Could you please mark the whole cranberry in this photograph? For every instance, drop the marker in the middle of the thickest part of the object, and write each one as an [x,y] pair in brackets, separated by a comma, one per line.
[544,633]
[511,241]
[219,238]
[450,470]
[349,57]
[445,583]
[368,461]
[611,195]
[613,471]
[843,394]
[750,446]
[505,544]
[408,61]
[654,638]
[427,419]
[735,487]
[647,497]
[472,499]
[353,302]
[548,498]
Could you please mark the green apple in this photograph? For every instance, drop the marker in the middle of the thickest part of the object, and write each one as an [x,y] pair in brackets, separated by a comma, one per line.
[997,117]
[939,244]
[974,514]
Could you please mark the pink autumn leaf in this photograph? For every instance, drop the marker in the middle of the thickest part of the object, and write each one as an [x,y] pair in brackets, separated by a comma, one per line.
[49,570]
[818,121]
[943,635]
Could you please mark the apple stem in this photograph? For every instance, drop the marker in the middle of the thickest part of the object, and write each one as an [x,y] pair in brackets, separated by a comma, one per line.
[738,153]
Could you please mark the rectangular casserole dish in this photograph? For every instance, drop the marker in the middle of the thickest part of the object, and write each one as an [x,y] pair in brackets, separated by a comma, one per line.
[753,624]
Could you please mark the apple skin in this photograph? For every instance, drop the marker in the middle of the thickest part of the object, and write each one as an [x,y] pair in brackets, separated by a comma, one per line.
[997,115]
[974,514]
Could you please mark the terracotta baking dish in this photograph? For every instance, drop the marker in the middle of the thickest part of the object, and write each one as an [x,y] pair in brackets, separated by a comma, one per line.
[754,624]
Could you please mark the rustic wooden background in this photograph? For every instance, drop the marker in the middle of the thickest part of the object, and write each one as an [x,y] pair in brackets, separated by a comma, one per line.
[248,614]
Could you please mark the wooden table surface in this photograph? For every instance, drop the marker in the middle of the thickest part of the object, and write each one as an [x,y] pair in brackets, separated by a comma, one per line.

· · · · · · ·

» GIVEN INSTRUCTION
Copy all of the records above word for word, line by line, with nothing changed.

» COMPLETE OUTPUT
Could you please mark the whole cranberry in this photograph? For every instance, drop the marker in the middle of the thickest part of the object, and write each one as an [x,y] pair in brackets, separated by a comma, one per line.
[544,633]
[511,241]
[219,238]
[450,470]
[349,57]
[445,583]
[368,461]
[611,195]
[613,471]
[843,394]
[750,446]
[505,544]
[408,61]
[654,638]
[427,419]
[735,487]
[647,497]
[472,499]
[353,302]
[548,498]
Could you please mark the green apple in this photograph? For every instance, drop the marker in the middle of the thickest part of the object, and write each one as an [x,y] pair in brackets, separated by a comma, one per line.
[997,117]
[939,244]
[974,514]
Could you please mark the pink autumn leaf in this photograph? For every instance, drop the marker in the middle of the thickest part of the object, and write each one as an [x,y] pair in brackets, separated by a comma, one per line.
[49,570]
[818,121]
[943,635]
Could you please mark the apple stem in this photograph? For every instance, drop the marker in the middle of the thickest part of the object, and write each one as an [x,y] pair in brackets, separated by a comma, one per line.
[738,153]
Could you please mark the rectangular casserole dish in this photograph? For every instance, drop the marker in the middle of the thickest part of the object, and write each one as an [x,y] pair in brackets, separated by a comma, one per line.
[753,624]
Could you please mark the apple skin in this photograph? For every instance, drop the marker in the middle of the thickest part of the object, and write each one as an [x,y] pair in brackets, separated by a comma, one per line.
[997,115]
[974,514]
Could you please mark the terracotta baking dish in this photograph? For every instance, drop the marker in the middle of the thickest part of the object, and write each one as an [x,y] pair in brackets, separated by a comma, one per line.
[754,624]
Could you please mark the rustic wooden background in this photograph? For every instance, drop the marker in the middle of the thickest part of the object, and write each one as an [x,y] pair in brackets, separated by a comma, one per line.
[248,614]
Could you please mark the wooden table surface in this photograph? For every instance, drop the marker in the middle of the thickest part of the object, and write each one as an [x,y] pair in brackets, separated by a comma, one per line.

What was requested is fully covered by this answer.